### Text passage

Re: Ext3 File System "Too many files" with snort
From: Andreas Dilger
Date: Thu Jul 08 2004 - 13:22:54 EST
On Jul 08, 2004 17:51 +0000, jmerkey@xxxxxxxxxxx wrote:
> On a Linux 2.4.21 system running snort with a very large organization
> (30,000 +) workstations I am seeing a "too many files" mesage from ext3
> which results in snort dying and rolling our of memory. Is there a way
> to specifiy a larger number of inode entries dynamically when creating
> an Ext3 file system which gets around this limitation. In theory, a file
> system should not create a limitation on how many files it can contain,
> but I understand that inode base FS's have this limitation.
Do you create a subdirectory for every user? If yes, then there
is a limit of 32000 subdirectories in a single directory for Linux.
It is possible to bump this up to 65000 or so (include/linux/ext3_fs.h
EXT3_LINK_MAX), but not more, because of i_nlink size limits. If you have
so many entries in a single directory I'd also suggest the htree patches
to ext3 (I can send you patches if you want) to improve performance,
but they are not strictly required.

######
### Material to process

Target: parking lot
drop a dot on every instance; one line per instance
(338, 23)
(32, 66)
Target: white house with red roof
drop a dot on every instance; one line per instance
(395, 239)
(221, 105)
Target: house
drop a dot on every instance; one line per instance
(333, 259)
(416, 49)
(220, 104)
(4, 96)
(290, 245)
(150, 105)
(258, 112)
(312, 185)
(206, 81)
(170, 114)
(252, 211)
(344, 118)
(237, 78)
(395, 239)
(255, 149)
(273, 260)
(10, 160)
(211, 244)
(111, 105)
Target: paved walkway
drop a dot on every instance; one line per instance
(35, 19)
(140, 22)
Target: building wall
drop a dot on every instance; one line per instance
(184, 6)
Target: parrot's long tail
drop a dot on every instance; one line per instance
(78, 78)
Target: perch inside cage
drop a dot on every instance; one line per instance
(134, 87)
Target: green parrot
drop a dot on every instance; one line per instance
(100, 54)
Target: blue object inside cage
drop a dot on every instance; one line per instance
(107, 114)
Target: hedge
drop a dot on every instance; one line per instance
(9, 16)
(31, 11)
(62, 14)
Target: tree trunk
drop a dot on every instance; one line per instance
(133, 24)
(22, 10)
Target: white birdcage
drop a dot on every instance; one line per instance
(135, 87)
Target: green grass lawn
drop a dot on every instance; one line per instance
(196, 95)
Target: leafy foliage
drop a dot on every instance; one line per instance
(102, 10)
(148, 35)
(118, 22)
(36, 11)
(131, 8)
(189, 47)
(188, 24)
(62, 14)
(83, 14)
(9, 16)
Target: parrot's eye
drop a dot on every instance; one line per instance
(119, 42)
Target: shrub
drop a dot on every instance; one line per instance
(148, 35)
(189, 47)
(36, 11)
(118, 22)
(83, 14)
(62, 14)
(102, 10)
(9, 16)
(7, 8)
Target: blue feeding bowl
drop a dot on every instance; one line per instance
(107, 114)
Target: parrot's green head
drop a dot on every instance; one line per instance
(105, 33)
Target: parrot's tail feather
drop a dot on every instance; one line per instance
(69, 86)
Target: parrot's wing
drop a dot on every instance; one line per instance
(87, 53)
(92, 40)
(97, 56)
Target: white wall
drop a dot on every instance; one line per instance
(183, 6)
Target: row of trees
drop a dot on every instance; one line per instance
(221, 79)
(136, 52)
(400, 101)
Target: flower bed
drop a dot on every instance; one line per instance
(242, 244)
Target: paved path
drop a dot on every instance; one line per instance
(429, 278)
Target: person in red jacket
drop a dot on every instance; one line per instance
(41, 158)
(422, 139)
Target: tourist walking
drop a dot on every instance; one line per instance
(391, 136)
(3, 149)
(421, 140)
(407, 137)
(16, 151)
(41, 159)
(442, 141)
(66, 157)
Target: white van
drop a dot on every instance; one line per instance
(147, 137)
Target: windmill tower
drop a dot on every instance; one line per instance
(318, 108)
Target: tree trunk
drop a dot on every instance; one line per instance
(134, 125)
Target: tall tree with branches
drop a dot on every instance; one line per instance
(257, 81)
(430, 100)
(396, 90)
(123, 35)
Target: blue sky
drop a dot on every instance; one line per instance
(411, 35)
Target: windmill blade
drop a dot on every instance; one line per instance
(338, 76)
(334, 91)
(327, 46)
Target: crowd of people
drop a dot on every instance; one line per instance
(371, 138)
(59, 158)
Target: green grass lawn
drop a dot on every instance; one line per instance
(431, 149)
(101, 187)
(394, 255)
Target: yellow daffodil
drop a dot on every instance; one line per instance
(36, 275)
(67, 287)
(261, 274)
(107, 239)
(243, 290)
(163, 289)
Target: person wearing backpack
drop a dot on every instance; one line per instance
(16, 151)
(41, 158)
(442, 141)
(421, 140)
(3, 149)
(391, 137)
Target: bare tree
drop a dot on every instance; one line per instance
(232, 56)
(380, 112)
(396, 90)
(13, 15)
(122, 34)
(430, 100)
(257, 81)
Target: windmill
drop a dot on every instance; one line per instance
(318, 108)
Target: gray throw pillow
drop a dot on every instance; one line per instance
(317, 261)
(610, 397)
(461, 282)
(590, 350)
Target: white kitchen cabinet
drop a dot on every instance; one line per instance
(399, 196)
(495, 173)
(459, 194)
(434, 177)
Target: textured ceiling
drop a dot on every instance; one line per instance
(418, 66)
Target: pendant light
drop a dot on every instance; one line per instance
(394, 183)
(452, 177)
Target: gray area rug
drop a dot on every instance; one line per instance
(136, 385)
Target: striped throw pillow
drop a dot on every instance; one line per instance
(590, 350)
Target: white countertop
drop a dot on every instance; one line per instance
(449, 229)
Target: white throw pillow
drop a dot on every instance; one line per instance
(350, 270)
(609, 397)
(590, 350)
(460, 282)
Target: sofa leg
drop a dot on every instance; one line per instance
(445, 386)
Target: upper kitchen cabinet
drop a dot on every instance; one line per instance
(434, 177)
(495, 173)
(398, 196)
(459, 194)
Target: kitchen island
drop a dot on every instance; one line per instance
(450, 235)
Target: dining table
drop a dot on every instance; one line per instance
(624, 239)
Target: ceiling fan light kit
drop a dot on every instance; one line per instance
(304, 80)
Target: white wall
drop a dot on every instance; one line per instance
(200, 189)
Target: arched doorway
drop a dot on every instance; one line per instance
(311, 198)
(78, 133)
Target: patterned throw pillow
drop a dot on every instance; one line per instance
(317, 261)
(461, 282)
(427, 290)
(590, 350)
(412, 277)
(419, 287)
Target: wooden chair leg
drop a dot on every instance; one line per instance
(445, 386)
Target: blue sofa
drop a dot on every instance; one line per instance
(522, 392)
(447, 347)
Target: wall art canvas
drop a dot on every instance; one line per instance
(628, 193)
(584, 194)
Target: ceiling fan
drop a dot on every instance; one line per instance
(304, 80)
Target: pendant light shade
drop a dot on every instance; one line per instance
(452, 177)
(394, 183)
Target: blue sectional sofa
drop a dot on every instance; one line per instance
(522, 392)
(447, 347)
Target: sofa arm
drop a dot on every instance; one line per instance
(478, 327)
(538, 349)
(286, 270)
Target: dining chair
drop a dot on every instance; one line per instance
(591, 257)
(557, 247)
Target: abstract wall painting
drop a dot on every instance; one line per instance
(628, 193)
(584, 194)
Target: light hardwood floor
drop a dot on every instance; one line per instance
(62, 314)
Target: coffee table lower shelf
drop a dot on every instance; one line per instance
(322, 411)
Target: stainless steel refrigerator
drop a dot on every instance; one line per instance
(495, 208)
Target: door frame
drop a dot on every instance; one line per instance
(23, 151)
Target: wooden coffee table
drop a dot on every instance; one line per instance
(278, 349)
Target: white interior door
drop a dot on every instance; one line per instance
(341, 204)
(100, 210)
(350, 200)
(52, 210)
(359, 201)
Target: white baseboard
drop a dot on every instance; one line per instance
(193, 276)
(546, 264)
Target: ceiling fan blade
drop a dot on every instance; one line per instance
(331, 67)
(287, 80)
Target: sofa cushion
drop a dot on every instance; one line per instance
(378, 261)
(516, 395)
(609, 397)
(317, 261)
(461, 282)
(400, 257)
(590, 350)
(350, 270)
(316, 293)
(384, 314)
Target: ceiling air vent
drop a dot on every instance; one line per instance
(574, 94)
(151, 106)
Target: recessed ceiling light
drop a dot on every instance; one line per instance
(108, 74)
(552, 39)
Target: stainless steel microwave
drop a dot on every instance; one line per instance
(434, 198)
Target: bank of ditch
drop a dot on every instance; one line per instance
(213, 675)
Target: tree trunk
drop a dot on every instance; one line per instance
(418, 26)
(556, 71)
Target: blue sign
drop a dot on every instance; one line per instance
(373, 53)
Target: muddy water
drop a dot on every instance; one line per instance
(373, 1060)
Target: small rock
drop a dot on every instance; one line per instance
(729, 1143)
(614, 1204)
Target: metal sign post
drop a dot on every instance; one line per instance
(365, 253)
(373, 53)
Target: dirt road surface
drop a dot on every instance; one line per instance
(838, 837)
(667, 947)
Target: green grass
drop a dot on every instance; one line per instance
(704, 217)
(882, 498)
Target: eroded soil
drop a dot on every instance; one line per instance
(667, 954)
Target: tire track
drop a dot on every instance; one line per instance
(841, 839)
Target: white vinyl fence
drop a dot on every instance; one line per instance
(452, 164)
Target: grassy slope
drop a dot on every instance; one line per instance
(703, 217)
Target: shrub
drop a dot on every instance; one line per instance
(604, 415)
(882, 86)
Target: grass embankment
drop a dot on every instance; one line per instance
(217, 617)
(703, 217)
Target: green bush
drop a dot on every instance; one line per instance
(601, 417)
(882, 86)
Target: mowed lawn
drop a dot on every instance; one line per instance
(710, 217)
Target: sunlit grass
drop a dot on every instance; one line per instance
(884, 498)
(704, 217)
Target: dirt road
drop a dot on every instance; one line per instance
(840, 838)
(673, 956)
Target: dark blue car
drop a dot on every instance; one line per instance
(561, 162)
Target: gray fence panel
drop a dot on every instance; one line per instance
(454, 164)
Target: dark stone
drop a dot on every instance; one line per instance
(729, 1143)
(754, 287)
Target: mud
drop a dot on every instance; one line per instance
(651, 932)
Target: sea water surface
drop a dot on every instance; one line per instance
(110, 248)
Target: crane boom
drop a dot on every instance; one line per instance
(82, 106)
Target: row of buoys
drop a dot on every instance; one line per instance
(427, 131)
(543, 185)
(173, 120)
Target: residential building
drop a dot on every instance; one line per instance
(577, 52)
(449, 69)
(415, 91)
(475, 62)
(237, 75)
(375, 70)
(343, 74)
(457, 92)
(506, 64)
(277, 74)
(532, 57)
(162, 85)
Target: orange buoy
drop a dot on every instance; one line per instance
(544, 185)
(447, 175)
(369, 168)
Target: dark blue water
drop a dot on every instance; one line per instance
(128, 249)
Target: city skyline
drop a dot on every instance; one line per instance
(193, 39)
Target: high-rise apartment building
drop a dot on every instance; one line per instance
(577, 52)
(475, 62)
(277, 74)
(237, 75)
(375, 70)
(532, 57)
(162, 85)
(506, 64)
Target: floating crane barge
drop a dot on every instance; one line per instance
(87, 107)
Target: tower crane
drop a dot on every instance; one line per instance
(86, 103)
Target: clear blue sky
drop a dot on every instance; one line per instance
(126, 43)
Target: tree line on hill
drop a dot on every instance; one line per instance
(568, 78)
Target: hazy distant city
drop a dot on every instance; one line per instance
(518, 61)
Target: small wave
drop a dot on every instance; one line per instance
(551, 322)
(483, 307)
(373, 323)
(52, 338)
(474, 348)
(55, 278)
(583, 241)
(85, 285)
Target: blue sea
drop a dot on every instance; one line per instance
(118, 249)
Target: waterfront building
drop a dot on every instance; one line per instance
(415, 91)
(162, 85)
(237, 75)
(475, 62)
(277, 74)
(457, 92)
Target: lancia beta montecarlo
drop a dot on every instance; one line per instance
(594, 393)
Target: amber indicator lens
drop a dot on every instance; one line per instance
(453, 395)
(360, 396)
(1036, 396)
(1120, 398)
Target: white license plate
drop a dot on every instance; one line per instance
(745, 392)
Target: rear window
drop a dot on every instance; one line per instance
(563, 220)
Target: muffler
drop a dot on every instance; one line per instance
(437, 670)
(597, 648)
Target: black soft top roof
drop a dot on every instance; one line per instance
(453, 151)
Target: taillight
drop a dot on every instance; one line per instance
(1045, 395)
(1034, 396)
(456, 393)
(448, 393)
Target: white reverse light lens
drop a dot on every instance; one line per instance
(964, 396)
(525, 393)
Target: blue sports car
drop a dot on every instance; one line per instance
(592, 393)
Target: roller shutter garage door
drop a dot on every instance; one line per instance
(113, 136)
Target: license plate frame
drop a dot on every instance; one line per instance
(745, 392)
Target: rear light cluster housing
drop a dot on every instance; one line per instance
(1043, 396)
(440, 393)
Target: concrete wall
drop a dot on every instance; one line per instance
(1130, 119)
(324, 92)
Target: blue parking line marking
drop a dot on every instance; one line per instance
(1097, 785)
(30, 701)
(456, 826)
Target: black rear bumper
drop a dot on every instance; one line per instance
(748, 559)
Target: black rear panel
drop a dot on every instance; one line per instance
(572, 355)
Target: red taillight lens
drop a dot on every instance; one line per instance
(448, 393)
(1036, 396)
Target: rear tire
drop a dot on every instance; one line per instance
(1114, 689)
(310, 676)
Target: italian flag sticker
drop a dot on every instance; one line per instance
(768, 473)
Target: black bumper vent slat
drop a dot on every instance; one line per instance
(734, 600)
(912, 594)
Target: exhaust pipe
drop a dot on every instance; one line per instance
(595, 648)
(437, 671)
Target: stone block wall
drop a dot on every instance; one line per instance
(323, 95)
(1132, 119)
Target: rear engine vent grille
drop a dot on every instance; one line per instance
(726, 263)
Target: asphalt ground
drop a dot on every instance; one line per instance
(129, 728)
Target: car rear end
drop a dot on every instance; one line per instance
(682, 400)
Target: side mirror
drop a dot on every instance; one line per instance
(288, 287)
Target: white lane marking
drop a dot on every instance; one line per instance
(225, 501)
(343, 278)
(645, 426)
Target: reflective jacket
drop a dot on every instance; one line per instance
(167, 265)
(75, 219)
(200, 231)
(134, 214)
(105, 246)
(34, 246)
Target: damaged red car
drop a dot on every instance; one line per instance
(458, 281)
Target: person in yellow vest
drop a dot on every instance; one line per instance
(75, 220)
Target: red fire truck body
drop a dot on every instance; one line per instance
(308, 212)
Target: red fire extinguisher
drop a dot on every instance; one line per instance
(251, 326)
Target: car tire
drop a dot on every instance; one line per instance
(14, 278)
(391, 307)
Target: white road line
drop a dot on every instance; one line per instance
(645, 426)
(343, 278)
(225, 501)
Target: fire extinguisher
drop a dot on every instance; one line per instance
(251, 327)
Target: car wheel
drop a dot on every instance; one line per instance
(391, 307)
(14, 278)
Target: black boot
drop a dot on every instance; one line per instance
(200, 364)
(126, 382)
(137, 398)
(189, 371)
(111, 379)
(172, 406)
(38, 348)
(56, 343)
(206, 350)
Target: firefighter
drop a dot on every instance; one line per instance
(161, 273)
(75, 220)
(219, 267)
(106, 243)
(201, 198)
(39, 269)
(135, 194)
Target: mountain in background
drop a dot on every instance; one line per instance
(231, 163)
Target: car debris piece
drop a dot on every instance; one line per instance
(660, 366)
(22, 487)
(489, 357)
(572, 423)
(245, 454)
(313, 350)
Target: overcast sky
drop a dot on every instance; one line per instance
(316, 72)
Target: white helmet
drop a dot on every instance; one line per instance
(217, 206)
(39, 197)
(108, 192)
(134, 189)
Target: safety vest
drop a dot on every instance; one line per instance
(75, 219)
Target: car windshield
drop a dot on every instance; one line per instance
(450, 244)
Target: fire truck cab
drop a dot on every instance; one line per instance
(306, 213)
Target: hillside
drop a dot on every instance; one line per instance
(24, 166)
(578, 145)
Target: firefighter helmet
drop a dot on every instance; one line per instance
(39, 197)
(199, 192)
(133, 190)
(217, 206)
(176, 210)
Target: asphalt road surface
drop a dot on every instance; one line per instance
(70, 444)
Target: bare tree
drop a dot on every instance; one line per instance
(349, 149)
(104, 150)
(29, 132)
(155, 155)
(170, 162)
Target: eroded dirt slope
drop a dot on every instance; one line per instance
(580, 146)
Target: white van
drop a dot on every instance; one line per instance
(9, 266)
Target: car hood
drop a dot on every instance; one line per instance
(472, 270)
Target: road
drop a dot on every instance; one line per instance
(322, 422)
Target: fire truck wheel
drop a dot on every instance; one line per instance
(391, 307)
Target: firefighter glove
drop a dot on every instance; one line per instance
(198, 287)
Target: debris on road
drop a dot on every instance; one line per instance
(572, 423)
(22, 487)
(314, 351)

######

**What you need to do:**
a. In the ext3 mailing-list reply, how many subdirectories can a single directory hold in Linux?
b. Pick out every line of the listing that contains the word "yellow".

**Answers below:**
a. 32000

b.
Target: yellow daffodil
Target: person in yellow vest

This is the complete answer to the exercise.